**DOCUMENT SECTION**
──────────────────────────────

UNITED STATES DISTRICT COURT MIDDLE DISTRICT OF FLORIDA JACKSONVILLE DIVISION
Dec 17, 2014
Case No. 3:14-cv-878-J-32JRK (M.D. Fla. Dec. 17, 2014)

Opinion

Case No. 3:14-cv-878-J-32JRK

12-17-2014

ROBERT R. FRANSKOUSKY, Plaintiff, v. MORGAN STANLEY SMITH BARNEY LLC and MORGAN STANLEY SMITH BARNEY FA NOTES HOLDINGS LLC, Defendants.


ORDER CONFIRMING ARBITRATION AWARD

This case is before the Court after briefing and a hearing on four motions (five, if one counts the initial petition) that more or less say the same thing: Plaintiff Robert R. Franskousky thinks the FINRA arbitration award against him in the amount of $189,074.28 plus interest, fees, and costs should be vacated; Defendants Morgan Stanley Smith Barney LLC and Morgan Stanley Smith Barney FA Notes Holdings LLC (collectively, "Morgan Stanley") think the award should be confirmed. Upon review of the various filings and after oral argument, the Court is now fully advised and rules as follows.

──────────────────────────────

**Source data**
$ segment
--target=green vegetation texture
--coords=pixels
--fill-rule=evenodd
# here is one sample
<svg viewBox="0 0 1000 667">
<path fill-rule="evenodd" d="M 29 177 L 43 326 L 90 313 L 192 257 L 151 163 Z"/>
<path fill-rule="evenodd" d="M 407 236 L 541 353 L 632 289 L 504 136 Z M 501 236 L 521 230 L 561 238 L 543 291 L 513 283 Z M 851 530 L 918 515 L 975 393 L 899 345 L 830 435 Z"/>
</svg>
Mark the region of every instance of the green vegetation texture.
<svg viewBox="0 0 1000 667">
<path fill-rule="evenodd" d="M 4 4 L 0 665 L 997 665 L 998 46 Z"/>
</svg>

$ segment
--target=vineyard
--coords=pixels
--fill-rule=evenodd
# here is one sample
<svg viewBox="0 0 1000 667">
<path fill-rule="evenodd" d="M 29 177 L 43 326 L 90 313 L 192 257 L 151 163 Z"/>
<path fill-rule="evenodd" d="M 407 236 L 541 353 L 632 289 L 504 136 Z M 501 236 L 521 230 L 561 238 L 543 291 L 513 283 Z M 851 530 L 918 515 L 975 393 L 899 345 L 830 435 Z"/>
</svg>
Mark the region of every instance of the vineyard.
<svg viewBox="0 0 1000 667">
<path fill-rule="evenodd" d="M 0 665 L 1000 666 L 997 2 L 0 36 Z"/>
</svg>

──────────────────────────────

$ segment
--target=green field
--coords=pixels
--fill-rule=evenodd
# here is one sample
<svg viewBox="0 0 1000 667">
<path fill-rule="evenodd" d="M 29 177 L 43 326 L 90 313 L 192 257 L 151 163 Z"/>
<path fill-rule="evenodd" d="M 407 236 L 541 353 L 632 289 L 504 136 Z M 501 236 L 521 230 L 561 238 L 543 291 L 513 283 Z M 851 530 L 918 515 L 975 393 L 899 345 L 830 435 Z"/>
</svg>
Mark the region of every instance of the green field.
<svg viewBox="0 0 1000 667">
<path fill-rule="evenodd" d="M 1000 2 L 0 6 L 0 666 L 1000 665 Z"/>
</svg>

──────────────────────────────

**DIRECTION**
Reproduce the passage of the court order between "UNITED STATES DISTRICT" and "HOLDINGS LLC, Defendants.", inclusive.

**CORRECT RESULT**
UNITED STATES DISTRICT COURT MIDDLE DISTRICT OF FLORIDA JACKSONVILLE DIVISION
Dec 17, 2014
Case No. 3:14-cv-878-J-32JRK (M.D. Fla. Dec. 17, 2014)

Opinion

Case No. 3:14-cv-878-J-32JRK

12-17-2014

ROBERT R. FRANSKOUSKY, Plaintiff, v. MORGAN STANLEY SMITH BARNEY LLC and MORGAN STANLEY SMITH BARNEY FA NOTES HOLDINGS LLC, Defendants.